#### Extracted text
It was thus that these two—as near to the type of the City Fathers as France could produce—wrote to the Regent. But she had sunk too deep in the habit of sloth to be stirred. She left such affairs to Mazarin, and Mazarin was not likely seriously to disturb himself for the sufferings of a French peasant or the remonstrance of Parisian magistrates. The Fronde Rebellion, there­fore, sprang from the indolence of the Queen and the recklessness of the Cardinal. It was, despite its name, in its true origin an expression of the despair of the people, not of the rivalry of the nobles. In addition, it is a tragedy not only by reason of the appalling suffering of which it was the cause, but because its true import has been shrouded by the vain futilities of irresponsible persons. Because there was not a man in France who could join to the capacity for leadership the clear brain and the true heart, without which a popular hero is merely a danger to the State, a great opportunity was missed, and misery and injustice continued to hold their sway until, in 1789, the day of retribution dawned.

If the Parlement could have stood firm—if, following the lead of Mathieu Molé, they had as a body represented the people and striven to guide the Queen to justice and moderation—the Regency would have stood for ever as a golden epoch in the social history of France; but they had not the required strength either as individuals or as a body. Misled by traditional respect for the ruling class, they welcomed the intervention of the nobles, only to find that the cause for which they were prepared to sacrifice fortune and life was of no account in the minds of the leaders they had chosen. The people had yet to learn their need of representation; there were no labour leaders even in embryo. Théophraste Renaudot, who, of his contemporaries, had been most fitted for that posi­tion, had had so many enemies among the bourgeoisie that his only possibility of existence depended on the protection of the Court. De Gondi, though he had the genius of the democrat, had none of the self-devotion which would have been necessary in a real champion of the people’s rights; and the others who, at differing epochs, played for and caught the fancy of the populace, desired it and used it solely to serve some evanescent, personal ambition. The strongest cause was that of the Parle­ment against the Crown—this was indeed the cause of a suffering people—but the self-interest of individuals destroyed any hope of a contest on a straight issue, and it would have been difficult for an honest man to choose a party and be loyal to it, for the objects of each of the many parties that opposed the Queen seem to have been interchangeable.
########
#### Provided records
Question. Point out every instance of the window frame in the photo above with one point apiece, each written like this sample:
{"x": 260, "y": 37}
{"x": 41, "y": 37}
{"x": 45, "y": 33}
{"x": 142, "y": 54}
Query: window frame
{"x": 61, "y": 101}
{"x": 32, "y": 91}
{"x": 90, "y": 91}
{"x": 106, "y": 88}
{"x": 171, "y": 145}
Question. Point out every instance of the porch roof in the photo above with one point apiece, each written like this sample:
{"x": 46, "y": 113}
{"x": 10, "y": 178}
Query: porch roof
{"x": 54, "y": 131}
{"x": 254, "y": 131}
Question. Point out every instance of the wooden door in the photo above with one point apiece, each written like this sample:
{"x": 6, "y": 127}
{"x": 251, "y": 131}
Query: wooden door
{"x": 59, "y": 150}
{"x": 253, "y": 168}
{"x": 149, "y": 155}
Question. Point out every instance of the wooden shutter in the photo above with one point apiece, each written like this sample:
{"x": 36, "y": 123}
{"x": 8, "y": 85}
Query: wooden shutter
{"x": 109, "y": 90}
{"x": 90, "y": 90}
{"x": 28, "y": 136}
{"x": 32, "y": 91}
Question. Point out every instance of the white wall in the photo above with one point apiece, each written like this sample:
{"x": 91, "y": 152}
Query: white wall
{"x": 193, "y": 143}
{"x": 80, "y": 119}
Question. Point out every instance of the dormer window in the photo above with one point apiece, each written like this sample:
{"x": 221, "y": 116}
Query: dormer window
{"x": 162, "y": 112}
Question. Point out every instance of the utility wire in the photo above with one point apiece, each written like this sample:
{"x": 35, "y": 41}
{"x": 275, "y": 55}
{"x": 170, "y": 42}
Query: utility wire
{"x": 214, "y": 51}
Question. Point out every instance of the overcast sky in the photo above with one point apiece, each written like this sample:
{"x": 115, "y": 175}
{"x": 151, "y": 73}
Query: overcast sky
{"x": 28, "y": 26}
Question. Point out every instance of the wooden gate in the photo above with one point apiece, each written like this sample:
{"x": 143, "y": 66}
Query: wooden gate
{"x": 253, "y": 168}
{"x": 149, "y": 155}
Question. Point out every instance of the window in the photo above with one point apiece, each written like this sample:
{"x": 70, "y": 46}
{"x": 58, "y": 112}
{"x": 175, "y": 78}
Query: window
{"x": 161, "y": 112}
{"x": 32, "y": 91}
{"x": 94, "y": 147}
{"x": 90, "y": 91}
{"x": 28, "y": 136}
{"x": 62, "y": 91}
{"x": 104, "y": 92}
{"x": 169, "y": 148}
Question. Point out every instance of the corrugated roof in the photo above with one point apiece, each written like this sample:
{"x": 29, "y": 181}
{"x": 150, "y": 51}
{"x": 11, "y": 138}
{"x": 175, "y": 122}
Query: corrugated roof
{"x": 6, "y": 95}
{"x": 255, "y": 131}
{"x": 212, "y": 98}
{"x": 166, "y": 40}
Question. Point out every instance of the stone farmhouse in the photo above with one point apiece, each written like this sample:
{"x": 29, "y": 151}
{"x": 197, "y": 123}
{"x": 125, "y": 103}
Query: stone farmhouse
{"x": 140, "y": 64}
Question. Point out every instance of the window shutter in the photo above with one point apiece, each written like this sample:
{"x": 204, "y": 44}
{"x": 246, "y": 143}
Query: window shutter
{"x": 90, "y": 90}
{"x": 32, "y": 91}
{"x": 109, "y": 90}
########
Exercises →
1) Determine whether each of the following statements agrees with the passage on the Fronde Rebellion, answering yes or no and quoting the words of the passage that decide it: (a) the Regent left such affairs to Mazarin; (b) De Gondi had the self-devotion required of a real champion of the people's rights; (c) the people of that time already had labour leaders, at least in embryo.
2) Resume the passage on the Fronde Rebellion, writing on from its final sentence.

Answers in order →
1)
(a) Yes: "She left such affairs to Mazarin"
(b) No: "had none of the self-devotion which would have been necessary in a real champion of the people’s rights"
(c) No: "there were no labour leaders even in embryo"

2)
Enough has been said already to show that M. Vin­cent’s sympathies were bound up with the interests of the people. His touch with the Court left him with the same opinions as he had always maintained—that is to say, with an abhorrence of luxury and self-indulgence, and a deep respect for rank. When the Fronde began, he was unavoidably on the side of the people; it was, indeed, impossible for a priest who lived among them as he did to hold aloof from their concerns. M. Olier, during his ministry at S. Sulpice, became a keen politician, and—until the agitation of rebellion had reached fever pitch—he had considerable influence with his aristocratic neigh­bours in the region of the Luxembourg. But M. Vincent was in a more difficult position. He had made it one of his rules of life that he and his company should have nothing to do with politics, and in the light of the opposing point of view of the Frondists it is well to recall his maxims, as he had written them a few years earlier to Le Breton, Superior of the Mission at Rome :

“1. It is not fitting for poor priests like us to interfere, except in the things that concern our vocation.

“2 The business affairs of Princes are mysteries which we should respect and not spy upon.

“3 Most people offend God by sitting in judgment on the affairs of others.

“4 All choice of action is questionable unless it be such as Holy Writ decides; outside that, no opinion is infallible.

“5 The Son of God preserved silence on questions of politics.”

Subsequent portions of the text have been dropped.